> **Photo object pointing records**
◇ ◇ ◇ ◇ ◇

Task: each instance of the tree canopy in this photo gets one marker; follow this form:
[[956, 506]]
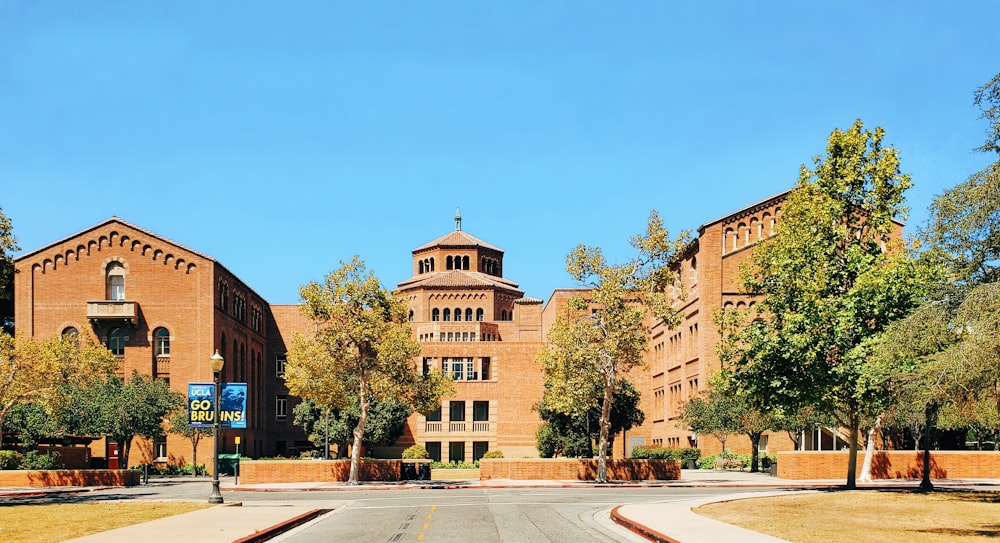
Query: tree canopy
[[832, 276], [601, 334], [363, 350]]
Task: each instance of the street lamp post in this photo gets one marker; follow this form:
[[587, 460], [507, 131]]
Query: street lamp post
[[217, 362]]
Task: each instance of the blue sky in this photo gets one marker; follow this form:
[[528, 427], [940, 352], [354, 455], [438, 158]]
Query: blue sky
[[284, 137]]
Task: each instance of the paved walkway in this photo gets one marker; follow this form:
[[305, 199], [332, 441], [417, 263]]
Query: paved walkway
[[671, 522]]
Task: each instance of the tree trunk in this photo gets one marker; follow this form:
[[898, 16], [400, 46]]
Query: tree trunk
[[359, 432], [866, 467], [602, 447], [852, 455], [930, 416]]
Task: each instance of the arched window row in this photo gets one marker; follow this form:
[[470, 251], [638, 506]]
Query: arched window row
[[490, 266], [749, 231], [457, 314], [457, 262]]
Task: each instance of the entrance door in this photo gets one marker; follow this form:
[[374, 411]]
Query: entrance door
[[113, 456]]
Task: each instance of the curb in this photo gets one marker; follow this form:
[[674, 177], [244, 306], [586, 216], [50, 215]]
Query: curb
[[273, 531], [639, 529]]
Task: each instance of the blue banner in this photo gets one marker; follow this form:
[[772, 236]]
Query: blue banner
[[232, 405]]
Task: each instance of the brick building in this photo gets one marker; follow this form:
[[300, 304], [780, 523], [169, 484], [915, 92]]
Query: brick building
[[162, 309]]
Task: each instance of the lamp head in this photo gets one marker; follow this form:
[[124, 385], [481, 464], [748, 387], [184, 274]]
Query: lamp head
[[217, 361]]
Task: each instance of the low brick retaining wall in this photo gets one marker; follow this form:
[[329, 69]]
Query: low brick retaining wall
[[799, 465], [70, 477], [303, 471], [582, 469]]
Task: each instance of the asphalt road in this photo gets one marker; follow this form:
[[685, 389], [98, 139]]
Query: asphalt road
[[457, 515]]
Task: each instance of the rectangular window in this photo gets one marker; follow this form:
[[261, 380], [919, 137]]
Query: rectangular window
[[456, 451], [479, 448], [281, 407], [480, 411], [434, 450], [456, 411]]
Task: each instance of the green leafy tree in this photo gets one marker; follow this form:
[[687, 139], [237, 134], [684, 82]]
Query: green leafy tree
[[122, 409], [179, 423], [386, 424], [830, 278], [601, 334], [362, 351], [574, 436], [41, 371], [8, 246]]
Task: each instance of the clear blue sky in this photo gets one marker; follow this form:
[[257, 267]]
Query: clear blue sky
[[283, 137]]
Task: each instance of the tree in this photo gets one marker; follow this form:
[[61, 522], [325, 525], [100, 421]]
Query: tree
[[121, 409], [8, 246], [574, 436], [600, 335], [40, 372], [362, 350], [386, 423], [179, 423], [830, 278]]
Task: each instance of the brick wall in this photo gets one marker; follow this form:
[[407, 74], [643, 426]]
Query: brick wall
[[577, 469], [799, 465], [67, 477], [301, 471]]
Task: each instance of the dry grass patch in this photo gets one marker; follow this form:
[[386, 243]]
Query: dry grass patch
[[867, 515], [59, 522]]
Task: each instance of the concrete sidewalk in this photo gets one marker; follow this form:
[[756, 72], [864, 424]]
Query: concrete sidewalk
[[672, 522]]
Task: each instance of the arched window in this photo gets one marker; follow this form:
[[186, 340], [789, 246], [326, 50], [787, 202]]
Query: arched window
[[116, 341], [161, 342], [116, 281], [71, 335]]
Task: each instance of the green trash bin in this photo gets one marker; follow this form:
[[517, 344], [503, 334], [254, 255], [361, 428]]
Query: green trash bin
[[228, 464]]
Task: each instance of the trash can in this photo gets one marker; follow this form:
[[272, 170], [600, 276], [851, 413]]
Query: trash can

◇ ◇ ◇ ◇ ◇

> **WHAT IS BEING ASKED**
Write out again every line of the material, starting with the line containing "Task: each instance of the lamp" and going on through the line containing "450], [456, 411]]", and give only those lines. Multiply each coordinate in the answers by 1.7 and round it to a whole number, with halves rounded up, while leaving the requests and their format samples unchanged.

> **FINAL RESULT**
Task: each instance of the lamp head in this photo gets one marker; follow this form:
[[124, 385], [481, 464], [748, 387], [184, 274]]
Query: lamp head
[[369, 614]]
Task: each instance of the low brick retaining wall in this photo gets one marker; follow this form:
[[329, 69]]
Query: low brick retaining wall
[[1358, 791], [119, 811], [515, 801], [989, 797]]
Task: each instance of the asphalt road in this photo gets one marker; follow this form:
[[685, 389], [98, 139]]
Query: asphalt road
[[777, 876]]
Task: each instance of the rectangular window in this photo gets one marker; follow this form:
[[261, 380], [919, 137]]
Query: rectangular window
[[775, 767], [814, 762], [478, 692], [816, 699], [738, 765], [775, 699]]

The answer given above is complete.